▸ **RECORDED DATA**:
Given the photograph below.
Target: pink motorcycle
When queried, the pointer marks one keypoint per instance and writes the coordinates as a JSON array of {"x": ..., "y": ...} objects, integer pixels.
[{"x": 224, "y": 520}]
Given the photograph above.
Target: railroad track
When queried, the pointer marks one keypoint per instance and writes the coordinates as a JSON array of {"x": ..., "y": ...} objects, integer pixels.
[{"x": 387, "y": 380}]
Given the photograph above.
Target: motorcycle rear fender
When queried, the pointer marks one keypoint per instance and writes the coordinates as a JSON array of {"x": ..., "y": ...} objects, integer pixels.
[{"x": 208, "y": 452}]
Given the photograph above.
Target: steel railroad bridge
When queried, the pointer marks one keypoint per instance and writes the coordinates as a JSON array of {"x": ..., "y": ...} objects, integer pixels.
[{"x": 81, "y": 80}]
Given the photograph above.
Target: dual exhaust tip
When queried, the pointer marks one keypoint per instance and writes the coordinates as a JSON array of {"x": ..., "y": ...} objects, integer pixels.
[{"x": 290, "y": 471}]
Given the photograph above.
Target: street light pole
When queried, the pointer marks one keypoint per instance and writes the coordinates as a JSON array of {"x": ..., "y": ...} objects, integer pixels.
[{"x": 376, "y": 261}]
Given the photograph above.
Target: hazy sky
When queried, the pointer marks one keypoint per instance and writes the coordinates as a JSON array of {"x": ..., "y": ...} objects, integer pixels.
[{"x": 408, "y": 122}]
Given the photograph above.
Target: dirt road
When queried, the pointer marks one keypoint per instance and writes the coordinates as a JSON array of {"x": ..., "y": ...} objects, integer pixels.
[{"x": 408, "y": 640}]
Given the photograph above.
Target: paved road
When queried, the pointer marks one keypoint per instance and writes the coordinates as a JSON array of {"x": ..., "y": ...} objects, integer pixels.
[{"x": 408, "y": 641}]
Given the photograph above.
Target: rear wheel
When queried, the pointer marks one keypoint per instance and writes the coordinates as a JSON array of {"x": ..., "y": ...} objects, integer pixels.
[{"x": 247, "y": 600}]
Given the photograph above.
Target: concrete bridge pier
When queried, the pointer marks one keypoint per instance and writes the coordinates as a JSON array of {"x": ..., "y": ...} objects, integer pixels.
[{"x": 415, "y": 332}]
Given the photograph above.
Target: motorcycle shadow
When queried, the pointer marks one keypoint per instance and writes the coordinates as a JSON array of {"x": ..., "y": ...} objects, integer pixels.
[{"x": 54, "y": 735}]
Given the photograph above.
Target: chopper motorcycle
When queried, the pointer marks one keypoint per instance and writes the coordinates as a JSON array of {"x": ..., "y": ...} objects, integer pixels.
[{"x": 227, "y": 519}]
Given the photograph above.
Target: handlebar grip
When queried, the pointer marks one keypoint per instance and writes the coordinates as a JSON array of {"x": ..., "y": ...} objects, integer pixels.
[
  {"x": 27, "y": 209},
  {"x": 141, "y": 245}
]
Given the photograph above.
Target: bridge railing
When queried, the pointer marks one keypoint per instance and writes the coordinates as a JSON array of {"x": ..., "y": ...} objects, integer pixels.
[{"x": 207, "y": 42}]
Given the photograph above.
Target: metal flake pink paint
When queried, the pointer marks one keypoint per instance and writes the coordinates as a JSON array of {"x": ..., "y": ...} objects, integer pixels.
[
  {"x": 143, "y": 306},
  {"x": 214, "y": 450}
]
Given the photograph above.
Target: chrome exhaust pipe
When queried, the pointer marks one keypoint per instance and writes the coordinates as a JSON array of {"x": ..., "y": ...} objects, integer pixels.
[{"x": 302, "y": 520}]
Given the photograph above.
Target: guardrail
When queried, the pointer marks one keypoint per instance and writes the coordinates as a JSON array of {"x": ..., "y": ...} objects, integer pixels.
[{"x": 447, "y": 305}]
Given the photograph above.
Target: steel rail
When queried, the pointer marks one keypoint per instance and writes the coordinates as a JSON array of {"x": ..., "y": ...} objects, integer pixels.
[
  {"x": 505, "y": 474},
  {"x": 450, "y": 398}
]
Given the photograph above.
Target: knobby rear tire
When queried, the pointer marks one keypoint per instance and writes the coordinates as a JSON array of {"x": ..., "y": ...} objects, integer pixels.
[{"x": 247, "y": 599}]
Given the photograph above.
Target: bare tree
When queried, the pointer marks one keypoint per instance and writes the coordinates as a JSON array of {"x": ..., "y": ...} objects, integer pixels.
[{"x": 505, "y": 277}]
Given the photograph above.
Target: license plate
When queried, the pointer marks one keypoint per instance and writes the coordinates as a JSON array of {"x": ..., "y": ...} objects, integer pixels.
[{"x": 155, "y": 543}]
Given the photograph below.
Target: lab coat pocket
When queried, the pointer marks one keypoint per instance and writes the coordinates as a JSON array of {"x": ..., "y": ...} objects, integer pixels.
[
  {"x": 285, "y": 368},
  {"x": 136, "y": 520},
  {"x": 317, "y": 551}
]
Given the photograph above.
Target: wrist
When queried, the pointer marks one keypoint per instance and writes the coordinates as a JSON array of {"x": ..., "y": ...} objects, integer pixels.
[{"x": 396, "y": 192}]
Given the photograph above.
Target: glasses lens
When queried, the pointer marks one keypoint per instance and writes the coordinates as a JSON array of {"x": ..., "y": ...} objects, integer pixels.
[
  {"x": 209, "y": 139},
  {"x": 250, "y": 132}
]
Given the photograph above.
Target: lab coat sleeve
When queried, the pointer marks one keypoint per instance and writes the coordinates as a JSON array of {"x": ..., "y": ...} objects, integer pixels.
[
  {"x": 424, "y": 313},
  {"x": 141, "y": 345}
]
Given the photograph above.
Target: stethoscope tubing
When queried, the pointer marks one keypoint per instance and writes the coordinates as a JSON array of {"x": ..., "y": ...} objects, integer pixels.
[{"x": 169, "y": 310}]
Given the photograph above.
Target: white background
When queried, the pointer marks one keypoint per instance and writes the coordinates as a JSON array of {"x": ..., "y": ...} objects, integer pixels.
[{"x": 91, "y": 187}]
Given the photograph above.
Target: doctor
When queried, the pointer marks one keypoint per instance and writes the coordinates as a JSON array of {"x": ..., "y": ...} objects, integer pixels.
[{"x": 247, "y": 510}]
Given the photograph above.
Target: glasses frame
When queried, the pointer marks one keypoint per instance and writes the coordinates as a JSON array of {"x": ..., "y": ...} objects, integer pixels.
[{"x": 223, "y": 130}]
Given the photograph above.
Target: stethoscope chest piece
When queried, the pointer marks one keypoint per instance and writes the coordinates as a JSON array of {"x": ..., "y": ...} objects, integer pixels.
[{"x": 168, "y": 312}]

▸ **TASK**:
Write every entry out again exactly.

▸ **ANSWER IN FULL**:
Given the photograph below.
Target: pink motorcycle
When queried, the pointer marks one keypoint per instance and writes the coordinates as a JSON array of {"x": ..., "y": ...} objects, integer pixels.
[{"x": 224, "y": 520}]
Given the photograph above.
Target: railroad track
When queried, the pointer marks one keypoint per instance and writes the coordinates as a JSON array of {"x": ..., "y": ...} objects, integer pixels.
[{"x": 387, "y": 380}]
Given the photograph above.
Target: motorcycle rear fender
When queried, the pointer marks one keypoint per instance and writes the coordinates as a JSON array of {"x": ..., "y": ...} objects, integer pixels.
[{"x": 208, "y": 452}]
Given the photograph above.
Target: steel railroad bridge
When queried, the pointer marks one keypoint per instance and writes the coordinates as a JSON array of {"x": ..., "y": ...} objects, integer pixels.
[{"x": 81, "y": 80}]
Given the photograph above.
Target: dual exhaust tip
When queried, the pointer marks one keypoint per instance and writes the coordinates as a JSON array of {"x": ..., "y": ...} objects, integer pixels.
[{"x": 290, "y": 471}]
Given the photograph above.
Target: street light pole
When queried, the pointer marks one keypoint per instance and writes the coordinates as a JSON array of {"x": ..., "y": ...} objects, integer pixels.
[{"x": 376, "y": 261}]
Given the photograph above.
Target: hazy sky
When queried, the pointer marks one keypoint per instance and writes the coordinates as a JSON array of {"x": ..., "y": ...} objects, integer pixels.
[{"x": 408, "y": 122}]
Given the photograph above.
Target: dirt road
When queried, the pointer marks one keypoint per instance and writes the coordinates as a JSON array of {"x": ..., "y": ...} objects, integer pixels.
[{"x": 408, "y": 640}]
Given the photograph above.
Target: paved road
When queried, the pointer marks one keypoint per instance and writes the coordinates as a JSON array of {"x": ..., "y": ...} objects, integer pixels.
[{"x": 408, "y": 641}]
Given the photograph above.
Target: rear wheel
When queried, the pointer marks one keypoint per instance and writes the coordinates as a JSON array of {"x": ..., "y": ...} objects, integer pixels.
[{"x": 247, "y": 600}]
Given the photograph above.
Target: concrete bridge pier
When queried, the pointer marks one keypoint per instance and writes the coordinates as a JSON array of {"x": ..., "y": ...} objects, integer pixels.
[{"x": 415, "y": 332}]
Given the photograph above.
Target: motorcycle shadow
When queried, the pointer marks one keypoint per instance and writes the coordinates as a JSON array of {"x": ..., "y": ...} objects, integer pixels.
[{"x": 54, "y": 735}]
Given the photograph above.
Target: chopper motorcycle
When queried, the pointer marks one keypoint per instance and writes the coordinates as a JSON array of {"x": ..., "y": ...} objects, integer pixels.
[{"x": 227, "y": 519}]
Given the photograph above.
Target: handlebar grip
When queried, the pointer marks one keypoint per instance and writes the coordinates as a JSON array of {"x": ..., "y": ...} objects, integer pixels.
[
  {"x": 27, "y": 209},
  {"x": 141, "y": 245}
]
Given the photograph above.
Target: bridge railing
When queried, the pointer marks one keypoint per instance and writes the coordinates as a JSON array of {"x": ..., "y": ...} objects, integer pixels.
[{"x": 207, "y": 42}]
Given the photograph above.
Target: metal flake pink paint
When queried, the pointer marks one keypoint per instance and writes the coordinates as a JSON array of {"x": ..., "y": ...} objects, integer pixels.
[
  {"x": 143, "y": 306},
  {"x": 214, "y": 450}
]
Given the photograph above.
Target: chrome exhaust pipe
When queried, the pointer marks one keypoint per instance and writes the coordinates as a JSON array of {"x": ..., "y": ...} objects, integer pixels.
[{"x": 302, "y": 520}]
Given the photograph above.
Target: guardrail
When queried, the pointer marks one keypoint per instance and writes the coordinates as a JSON array of {"x": ..., "y": ...} objects, integer pixels.
[{"x": 447, "y": 305}]
Given the photograph above.
Target: steel rail
When queried, the pointer marks one keypoint per instance and writes the coordinates as a JSON array of {"x": ..., "y": ...} objects, integer pixels.
[
  {"x": 505, "y": 474},
  {"x": 450, "y": 398}
]
Given the photograph above.
Target: knobby rear tire
When queried, the pointer marks one keypoint per instance and writes the coordinates as a JSON array of {"x": ..., "y": ...} objects, integer pixels.
[{"x": 247, "y": 599}]
Given the photograph above.
Target: bare tree
When queried, the pointer marks one keypoint per instance and writes the coordinates as a JSON array of {"x": ..., "y": ...} objects, integer pixels.
[{"x": 505, "y": 277}]
Given the photograph above.
Target: license plate
When queried, the pointer marks one keypoint per instance and writes the coordinates as a JSON array of {"x": ..., "y": ...} objects, integer pixels.
[{"x": 155, "y": 543}]
Given the photograph below.
Target: lab coat pocket
When queried, the pointer marks one keypoint per instance and writes the coordinates as a JSON array of {"x": ..., "y": ...} objects, integer pixels.
[
  {"x": 285, "y": 368},
  {"x": 136, "y": 520},
  {"x": 317, "y": 551}
]
Given the photograph above.
Target: wrist
When queried, the pointer marks one keypoint per instance and writes the coordinates as a JSON array of {"x": ..., "y": ...} objects, integer pixels.
[{"x": 396, "y": 192}]
Given the photograph above.
Target: glasses lens
When queried, the pointer marks one keypoint per instance and writes the coordinates as a JSON array of {"x": ..., "y": ...} objects, integer pixels.
[
  {"x": 209, "y": 139},
  {"x": 250, "y": 132}
]
Given the photograph above.
Target: lab coat sleeve
When queried, the pointer marks one keypoint per instance and writes the coordinates as a JSON array of {"x": ..., "y": ...} objects, integer pixels.
[
  {"x": 424, "y": 313},
  {"x": 141, "y": 345}
]
Given the photograph above.
Target: stethoscope tubing
When queried, the pointer marks one keypoint per instance and writes the coordinates as a JSON array of {"x": ..., "y": ...} objects, integer pixels.
[{"x": 169, "y": 310}]
Given the photograph above.
Target: white background
When queried, the pointer marks one keypoint per instance and writes the coordinates as a JSON array of {"x": ..., "y": ...} objects, integer pixels.
[{"x": 91, "y": 187}]
Given the photograph above.
Target: doctor
When queried, the pointer marks one keypoint per instance and writes the coordinates as a JSON array of {"x": ..., "y": ...} objects, integer pixels.
[{"x": 247, "y": 510}]
Given the photograph above.
Target: glasses frame
When queried, the pointer marks one keypoint per instance and writes the coordinates as a JSON array of {"x": ..., "y": ...} objects, integer pixels.
[{"x": 223, "y": 130}]
Given the photograph above.
Target: stethoscope chest piece
When queried, the pointer marks one keypoint per instance and writes the coordinates as a JSON array of {"x": ..., "y": ...} objects, integer pixels.
[{"x": 168, "y": 312}]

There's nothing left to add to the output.